## Extracted information
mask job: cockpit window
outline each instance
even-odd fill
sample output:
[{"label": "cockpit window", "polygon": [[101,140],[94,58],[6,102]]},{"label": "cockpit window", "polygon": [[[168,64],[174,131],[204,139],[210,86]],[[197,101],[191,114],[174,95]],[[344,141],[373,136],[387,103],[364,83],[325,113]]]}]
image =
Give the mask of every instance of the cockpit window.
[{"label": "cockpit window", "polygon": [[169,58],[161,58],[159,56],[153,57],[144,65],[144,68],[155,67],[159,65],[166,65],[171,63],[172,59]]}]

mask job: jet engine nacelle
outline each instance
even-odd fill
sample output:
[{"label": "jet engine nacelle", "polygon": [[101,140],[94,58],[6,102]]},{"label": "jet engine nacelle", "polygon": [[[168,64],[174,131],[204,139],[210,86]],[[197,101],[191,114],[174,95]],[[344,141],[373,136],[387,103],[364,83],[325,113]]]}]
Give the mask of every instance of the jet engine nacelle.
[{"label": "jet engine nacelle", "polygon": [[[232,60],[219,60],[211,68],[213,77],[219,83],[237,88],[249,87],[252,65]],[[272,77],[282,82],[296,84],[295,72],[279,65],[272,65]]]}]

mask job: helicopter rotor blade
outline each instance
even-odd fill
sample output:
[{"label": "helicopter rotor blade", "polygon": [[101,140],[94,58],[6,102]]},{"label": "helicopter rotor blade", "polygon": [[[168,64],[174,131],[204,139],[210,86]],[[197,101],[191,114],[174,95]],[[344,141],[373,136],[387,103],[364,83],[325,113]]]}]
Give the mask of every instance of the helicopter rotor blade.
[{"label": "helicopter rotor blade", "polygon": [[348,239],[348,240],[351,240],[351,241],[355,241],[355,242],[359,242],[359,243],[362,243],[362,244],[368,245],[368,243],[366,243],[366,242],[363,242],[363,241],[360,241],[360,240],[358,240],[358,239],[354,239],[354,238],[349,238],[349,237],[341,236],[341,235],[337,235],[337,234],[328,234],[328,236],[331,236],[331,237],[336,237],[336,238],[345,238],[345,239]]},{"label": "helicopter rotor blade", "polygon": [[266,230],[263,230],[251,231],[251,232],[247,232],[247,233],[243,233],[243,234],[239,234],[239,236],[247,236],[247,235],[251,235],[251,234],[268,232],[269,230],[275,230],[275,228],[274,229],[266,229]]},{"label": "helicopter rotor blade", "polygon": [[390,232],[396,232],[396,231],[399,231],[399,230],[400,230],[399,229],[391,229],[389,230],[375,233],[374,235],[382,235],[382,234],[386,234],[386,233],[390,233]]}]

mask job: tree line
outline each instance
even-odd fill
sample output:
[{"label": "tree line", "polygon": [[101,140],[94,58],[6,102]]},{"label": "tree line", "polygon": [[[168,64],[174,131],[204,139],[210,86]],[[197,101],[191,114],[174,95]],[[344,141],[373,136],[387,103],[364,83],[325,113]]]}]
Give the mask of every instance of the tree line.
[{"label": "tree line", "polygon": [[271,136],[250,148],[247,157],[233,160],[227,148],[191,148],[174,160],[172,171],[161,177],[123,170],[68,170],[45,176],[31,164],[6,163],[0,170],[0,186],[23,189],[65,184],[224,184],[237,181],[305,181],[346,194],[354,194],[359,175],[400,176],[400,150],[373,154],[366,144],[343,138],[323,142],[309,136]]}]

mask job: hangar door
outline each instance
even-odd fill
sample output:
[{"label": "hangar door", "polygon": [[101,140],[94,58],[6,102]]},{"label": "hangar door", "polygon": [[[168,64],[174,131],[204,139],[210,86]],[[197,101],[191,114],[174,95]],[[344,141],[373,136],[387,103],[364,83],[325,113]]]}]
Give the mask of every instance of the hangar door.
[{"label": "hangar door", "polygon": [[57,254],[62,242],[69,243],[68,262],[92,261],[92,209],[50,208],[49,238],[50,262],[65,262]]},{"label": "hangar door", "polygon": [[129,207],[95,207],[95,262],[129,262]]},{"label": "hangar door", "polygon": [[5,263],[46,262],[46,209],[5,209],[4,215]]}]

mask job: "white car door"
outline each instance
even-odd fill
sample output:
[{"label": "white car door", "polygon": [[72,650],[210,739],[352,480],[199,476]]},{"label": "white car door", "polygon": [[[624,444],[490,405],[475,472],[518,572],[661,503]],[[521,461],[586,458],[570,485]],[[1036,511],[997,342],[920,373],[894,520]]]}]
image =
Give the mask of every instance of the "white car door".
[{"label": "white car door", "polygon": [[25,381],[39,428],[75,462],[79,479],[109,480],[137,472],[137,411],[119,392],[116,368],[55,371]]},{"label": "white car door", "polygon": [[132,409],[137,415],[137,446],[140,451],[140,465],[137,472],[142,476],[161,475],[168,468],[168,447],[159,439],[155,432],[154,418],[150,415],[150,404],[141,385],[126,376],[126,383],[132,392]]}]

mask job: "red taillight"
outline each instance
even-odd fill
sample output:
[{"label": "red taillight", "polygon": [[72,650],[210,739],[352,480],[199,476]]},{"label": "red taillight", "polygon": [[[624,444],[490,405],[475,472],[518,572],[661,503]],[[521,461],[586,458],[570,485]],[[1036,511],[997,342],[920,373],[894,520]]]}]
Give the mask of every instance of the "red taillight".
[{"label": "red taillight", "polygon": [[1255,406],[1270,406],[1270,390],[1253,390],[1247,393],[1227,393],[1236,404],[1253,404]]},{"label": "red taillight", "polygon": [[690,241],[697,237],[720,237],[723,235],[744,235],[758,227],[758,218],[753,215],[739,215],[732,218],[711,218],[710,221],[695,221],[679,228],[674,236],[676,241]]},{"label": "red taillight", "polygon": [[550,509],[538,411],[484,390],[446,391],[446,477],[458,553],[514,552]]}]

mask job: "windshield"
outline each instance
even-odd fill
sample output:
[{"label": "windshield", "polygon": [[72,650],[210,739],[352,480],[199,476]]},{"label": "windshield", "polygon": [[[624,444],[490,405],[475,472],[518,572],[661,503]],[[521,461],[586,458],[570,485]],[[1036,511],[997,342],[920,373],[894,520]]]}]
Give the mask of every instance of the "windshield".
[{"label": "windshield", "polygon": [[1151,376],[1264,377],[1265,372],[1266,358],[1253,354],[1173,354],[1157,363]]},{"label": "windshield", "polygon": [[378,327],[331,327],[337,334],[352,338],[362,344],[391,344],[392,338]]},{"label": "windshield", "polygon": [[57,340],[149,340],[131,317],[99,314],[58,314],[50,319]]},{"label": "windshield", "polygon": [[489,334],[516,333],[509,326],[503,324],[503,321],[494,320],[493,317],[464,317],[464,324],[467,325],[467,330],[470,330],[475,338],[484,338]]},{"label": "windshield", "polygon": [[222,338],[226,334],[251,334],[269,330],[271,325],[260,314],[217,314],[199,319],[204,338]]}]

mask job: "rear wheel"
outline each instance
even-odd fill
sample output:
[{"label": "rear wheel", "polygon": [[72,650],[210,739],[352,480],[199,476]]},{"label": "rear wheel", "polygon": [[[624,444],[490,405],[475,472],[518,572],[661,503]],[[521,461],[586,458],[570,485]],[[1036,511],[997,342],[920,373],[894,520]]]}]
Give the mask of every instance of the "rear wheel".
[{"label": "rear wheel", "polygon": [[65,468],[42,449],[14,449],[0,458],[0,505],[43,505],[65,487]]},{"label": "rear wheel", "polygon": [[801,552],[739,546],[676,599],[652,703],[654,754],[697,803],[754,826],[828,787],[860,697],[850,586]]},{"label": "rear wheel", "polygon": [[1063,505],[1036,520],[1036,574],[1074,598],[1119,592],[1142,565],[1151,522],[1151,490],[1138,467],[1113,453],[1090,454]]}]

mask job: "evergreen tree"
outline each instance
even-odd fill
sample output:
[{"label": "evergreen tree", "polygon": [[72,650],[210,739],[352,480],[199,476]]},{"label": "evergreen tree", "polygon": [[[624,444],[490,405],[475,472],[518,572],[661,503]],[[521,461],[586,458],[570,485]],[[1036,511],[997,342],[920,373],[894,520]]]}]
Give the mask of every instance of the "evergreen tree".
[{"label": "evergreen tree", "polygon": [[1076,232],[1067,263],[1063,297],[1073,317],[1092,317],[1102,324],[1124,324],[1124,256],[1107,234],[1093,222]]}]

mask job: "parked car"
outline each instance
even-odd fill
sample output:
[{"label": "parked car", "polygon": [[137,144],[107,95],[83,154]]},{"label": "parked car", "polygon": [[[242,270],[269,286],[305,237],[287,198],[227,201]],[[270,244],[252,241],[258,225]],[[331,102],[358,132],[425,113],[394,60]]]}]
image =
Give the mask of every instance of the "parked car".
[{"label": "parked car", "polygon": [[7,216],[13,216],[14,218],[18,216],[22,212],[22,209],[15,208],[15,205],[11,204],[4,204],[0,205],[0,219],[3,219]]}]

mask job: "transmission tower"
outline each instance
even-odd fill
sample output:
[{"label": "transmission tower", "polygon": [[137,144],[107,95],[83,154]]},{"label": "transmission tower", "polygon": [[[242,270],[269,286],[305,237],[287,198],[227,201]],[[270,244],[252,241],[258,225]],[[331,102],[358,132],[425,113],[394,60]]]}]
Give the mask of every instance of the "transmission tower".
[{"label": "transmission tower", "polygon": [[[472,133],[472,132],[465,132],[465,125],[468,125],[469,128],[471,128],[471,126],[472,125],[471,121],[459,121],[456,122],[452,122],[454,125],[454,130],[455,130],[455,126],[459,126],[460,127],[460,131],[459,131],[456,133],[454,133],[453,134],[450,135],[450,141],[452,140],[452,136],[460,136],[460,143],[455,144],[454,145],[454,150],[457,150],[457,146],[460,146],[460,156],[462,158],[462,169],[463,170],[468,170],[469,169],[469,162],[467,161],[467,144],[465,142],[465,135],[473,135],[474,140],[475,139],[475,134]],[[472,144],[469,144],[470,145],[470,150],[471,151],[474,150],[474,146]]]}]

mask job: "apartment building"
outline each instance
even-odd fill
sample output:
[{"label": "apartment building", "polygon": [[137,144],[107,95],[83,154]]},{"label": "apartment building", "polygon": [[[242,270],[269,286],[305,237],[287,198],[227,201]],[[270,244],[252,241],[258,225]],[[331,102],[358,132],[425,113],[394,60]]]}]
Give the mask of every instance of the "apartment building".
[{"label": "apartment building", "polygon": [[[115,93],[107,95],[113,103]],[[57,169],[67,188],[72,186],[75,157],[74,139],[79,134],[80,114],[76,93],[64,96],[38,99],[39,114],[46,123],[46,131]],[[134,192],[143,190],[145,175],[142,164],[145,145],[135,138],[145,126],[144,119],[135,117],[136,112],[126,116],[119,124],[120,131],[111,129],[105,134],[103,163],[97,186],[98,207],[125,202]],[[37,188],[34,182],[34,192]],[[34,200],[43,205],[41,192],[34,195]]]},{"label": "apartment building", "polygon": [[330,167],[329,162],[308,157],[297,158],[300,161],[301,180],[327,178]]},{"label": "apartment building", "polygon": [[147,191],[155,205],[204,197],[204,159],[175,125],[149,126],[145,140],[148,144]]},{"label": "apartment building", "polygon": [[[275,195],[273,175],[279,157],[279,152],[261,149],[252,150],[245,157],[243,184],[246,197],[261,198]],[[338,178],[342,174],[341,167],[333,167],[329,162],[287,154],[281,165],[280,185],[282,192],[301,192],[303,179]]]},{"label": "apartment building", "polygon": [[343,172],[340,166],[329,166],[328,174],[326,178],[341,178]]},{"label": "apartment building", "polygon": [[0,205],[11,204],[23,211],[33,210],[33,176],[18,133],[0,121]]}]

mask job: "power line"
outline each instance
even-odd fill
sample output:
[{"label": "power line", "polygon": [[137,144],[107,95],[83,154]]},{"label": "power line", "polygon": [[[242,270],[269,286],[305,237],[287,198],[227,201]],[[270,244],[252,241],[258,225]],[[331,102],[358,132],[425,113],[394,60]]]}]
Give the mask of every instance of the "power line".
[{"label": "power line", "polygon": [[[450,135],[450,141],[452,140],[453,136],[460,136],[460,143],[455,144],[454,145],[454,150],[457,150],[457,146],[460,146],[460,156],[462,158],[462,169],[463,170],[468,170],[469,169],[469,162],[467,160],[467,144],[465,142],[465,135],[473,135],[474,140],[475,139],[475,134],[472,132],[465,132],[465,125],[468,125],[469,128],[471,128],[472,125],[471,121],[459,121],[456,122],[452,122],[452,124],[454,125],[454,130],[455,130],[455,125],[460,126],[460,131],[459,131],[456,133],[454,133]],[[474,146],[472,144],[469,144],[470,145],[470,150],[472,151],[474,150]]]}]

## Task prompt
Could you reproduce, character for character, the part of the listing that opens with its very first line and closes with the line containing "Give the mask of every instance of the cockpit", including both of those lines?

## Task solution
mask job: cockpit window
outline each instance
even-odd fill
sample output:
[{"label": "cockpit window", "polygon": [[101,140],[94,58],[6,102]]},{"label": "cockpit window", "polygon": [[[168,64],[174,131],[204,139],[210,86]],[[197,101],[191,114],[174,95]],[[344,141],[373,136],[387,103],[364,83],[325,113]]]}]
image =
Give the mask of every instance of the cockpit window.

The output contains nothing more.